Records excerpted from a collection
□ □ □ □ □
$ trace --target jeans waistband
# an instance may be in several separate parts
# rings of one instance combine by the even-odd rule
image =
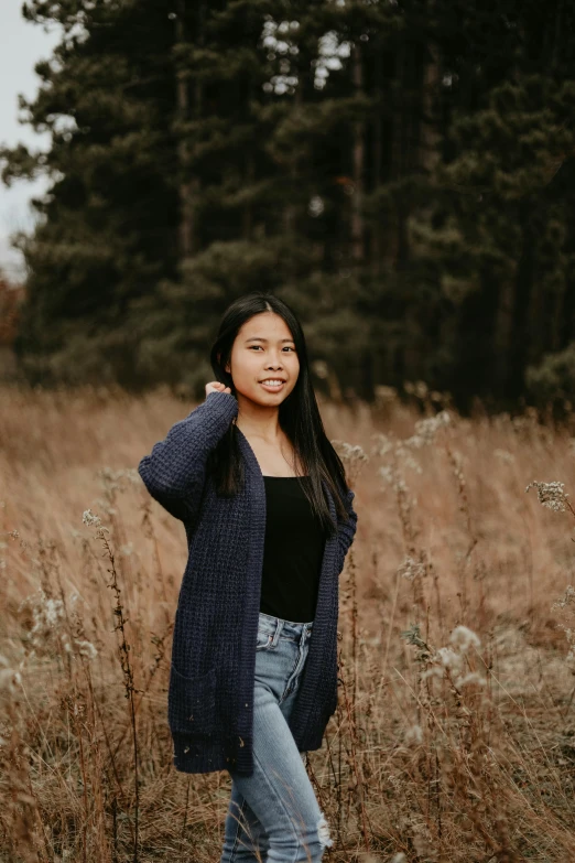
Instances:
[[[281,635],[288,638],[306,638],[312,635],[313,621],[310,623],[294,623],[293,621],[284,621],[282,617],[274,617],[271,614],[260,612],[260,623],[265,623],[270,627],[270,632],[274,636],[275,644]]]

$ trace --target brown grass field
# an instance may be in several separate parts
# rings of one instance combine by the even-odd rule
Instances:
[[[359,517],[324,861],[569,863],[575,423],[412,390],[321,402]],[[178,774],[166,719],[185,531],[135,470],[192,407],[0,390],[2,862],[219,861],[229,776]]]

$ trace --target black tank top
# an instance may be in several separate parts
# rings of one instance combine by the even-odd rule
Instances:
[[[310,476],[263,476],[265,544],[260,611],[292,623],[315,617],[325,539],[301,483]]]

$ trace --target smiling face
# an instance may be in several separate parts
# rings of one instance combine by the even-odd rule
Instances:
[[[262,312],[246,321],[238,331],[226,370],[234,378],[238,400],[243,396],[261,407],[281,404],[300,374],[295,343],[283,317]],[[271,382],[276,380],[282,384]]]

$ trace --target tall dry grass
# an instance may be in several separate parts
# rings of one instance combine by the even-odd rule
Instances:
□ □ □ □ □
**Work to be completed:**
Put every line of the listing from the one containing "tall dry grass" down to the end of the listing into a numbered list, leaving out blank lines.

**Expected answer:**
1. $ trace --target tall dry grass
2. # an instance may be in several separate parts
3. # rings of one instance combine by the even-odd rule
4. Instances:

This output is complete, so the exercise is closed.